▼

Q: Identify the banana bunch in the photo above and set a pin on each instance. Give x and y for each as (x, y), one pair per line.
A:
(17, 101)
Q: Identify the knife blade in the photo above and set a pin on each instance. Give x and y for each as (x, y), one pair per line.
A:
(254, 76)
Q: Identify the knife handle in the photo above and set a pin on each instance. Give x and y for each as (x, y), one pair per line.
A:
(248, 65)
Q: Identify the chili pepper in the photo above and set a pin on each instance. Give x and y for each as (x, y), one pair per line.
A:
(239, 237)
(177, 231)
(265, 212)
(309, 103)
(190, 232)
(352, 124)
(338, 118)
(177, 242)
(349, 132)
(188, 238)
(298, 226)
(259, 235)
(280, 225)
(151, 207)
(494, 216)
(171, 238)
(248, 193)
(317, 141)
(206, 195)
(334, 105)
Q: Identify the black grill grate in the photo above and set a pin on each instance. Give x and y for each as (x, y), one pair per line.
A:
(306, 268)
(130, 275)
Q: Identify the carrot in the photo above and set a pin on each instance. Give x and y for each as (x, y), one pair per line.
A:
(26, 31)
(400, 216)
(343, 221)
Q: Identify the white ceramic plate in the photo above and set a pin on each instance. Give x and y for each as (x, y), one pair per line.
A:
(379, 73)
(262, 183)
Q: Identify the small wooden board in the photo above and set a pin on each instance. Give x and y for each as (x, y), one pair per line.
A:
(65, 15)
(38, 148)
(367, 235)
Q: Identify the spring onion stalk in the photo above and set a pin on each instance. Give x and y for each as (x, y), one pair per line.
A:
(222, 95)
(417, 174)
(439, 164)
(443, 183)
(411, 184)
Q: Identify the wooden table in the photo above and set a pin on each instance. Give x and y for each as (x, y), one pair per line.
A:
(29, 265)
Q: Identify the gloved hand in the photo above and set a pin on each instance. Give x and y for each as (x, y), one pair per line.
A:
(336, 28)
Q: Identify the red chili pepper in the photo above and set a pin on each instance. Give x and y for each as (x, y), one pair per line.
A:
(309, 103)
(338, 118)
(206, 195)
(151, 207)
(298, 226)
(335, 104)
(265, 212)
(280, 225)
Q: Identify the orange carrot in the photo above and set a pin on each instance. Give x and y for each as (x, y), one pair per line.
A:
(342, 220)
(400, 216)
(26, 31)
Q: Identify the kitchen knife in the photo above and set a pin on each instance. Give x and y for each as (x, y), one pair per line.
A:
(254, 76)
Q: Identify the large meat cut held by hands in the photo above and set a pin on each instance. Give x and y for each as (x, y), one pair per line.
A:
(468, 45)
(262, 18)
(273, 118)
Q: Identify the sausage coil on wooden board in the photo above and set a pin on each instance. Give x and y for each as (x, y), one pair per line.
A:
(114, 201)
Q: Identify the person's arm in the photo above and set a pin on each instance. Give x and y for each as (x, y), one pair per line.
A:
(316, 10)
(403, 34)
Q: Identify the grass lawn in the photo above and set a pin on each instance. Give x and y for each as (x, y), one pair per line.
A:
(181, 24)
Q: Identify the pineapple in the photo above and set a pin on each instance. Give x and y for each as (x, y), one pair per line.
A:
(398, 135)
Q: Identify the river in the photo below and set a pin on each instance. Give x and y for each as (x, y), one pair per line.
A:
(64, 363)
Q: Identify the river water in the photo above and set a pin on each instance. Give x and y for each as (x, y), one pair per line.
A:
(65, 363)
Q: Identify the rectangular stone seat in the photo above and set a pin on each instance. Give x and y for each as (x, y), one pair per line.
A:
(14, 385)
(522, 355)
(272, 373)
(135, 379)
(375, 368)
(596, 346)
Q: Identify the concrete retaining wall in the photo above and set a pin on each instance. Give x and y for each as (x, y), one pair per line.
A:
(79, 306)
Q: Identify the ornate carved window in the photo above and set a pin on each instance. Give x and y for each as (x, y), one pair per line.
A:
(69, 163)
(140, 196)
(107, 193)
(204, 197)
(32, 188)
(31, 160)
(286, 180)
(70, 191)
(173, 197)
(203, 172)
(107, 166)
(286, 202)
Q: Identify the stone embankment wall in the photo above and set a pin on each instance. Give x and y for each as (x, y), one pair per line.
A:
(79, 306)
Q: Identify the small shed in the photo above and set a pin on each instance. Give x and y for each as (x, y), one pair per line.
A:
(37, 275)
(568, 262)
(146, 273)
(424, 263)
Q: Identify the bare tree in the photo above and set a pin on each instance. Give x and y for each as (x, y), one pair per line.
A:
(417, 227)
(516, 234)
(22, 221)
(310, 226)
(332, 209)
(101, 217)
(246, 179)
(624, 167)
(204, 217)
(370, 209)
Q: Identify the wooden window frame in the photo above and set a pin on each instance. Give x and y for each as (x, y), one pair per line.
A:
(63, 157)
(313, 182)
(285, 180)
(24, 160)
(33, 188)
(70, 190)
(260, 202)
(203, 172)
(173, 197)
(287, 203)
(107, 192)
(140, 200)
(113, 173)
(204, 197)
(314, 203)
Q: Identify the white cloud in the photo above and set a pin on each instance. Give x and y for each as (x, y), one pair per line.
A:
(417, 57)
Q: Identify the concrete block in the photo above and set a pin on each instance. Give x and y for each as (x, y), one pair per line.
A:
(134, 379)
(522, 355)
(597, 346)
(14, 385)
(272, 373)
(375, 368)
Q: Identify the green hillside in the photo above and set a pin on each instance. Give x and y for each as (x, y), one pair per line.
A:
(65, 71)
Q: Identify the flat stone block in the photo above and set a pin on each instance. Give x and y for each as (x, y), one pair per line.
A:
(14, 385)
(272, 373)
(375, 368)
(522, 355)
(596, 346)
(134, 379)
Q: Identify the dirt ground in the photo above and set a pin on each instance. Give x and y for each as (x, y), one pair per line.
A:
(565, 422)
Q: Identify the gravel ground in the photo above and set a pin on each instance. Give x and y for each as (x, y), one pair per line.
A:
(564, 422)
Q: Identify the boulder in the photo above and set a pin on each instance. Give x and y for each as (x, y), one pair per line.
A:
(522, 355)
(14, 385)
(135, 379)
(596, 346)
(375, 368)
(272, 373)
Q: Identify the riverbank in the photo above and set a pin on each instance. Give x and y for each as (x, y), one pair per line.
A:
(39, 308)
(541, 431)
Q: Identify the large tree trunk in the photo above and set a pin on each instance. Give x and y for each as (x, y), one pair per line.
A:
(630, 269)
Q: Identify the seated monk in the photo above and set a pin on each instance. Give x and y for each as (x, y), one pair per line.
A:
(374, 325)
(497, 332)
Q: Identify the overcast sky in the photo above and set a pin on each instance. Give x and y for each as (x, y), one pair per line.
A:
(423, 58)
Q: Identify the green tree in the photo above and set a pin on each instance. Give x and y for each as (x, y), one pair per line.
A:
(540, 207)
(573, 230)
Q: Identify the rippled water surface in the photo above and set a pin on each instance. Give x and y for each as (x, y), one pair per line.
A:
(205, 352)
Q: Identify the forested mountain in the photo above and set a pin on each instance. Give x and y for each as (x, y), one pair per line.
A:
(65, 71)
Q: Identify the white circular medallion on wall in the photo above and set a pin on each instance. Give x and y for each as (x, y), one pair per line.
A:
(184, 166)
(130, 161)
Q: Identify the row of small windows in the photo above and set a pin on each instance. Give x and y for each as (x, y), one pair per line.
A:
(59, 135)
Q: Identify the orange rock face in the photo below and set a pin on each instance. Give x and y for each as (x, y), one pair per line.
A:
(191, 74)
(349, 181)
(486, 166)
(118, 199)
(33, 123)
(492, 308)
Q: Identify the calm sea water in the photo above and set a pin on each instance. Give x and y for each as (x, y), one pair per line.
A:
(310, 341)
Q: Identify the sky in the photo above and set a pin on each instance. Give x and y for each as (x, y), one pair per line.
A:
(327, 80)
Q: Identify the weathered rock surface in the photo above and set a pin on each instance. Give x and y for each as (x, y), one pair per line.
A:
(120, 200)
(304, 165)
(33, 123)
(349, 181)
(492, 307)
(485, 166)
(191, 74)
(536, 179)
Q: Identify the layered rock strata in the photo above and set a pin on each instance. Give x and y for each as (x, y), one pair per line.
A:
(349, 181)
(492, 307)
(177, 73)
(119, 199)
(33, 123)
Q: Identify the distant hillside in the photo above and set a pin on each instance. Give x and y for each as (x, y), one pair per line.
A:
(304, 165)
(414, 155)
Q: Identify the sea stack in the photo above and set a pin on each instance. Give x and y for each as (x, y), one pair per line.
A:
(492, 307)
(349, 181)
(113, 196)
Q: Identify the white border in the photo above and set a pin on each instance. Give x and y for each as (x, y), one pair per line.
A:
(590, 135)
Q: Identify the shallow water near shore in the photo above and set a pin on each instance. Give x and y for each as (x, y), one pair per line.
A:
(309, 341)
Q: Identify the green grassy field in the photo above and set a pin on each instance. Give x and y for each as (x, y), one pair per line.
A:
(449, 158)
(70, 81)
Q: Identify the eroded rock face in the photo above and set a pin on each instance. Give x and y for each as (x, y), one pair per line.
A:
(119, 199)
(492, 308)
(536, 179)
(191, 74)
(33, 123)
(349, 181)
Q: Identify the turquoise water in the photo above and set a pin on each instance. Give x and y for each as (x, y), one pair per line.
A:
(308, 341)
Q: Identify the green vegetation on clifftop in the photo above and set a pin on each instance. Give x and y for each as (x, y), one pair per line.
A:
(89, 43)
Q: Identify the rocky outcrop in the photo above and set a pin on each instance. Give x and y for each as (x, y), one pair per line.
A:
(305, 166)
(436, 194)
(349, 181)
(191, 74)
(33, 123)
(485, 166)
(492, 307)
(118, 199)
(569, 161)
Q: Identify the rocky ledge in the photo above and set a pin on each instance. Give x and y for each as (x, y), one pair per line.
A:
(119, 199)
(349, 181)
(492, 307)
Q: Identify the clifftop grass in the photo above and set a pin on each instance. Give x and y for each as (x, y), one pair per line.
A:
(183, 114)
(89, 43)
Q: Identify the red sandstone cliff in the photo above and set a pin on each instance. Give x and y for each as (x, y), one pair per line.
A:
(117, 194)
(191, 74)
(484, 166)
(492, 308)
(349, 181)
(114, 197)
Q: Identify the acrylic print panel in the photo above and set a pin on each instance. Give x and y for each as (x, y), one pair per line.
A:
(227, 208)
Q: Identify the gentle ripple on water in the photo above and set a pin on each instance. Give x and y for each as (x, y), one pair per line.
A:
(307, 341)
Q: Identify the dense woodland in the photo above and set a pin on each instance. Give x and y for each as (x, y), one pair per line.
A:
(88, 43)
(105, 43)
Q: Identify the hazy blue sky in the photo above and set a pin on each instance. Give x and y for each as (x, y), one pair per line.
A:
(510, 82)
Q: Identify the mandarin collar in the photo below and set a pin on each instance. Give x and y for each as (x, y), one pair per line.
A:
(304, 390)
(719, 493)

▲

Your goal => Each line of the material that holds the string "surface" counts once; give the total alone.

Answer below => 2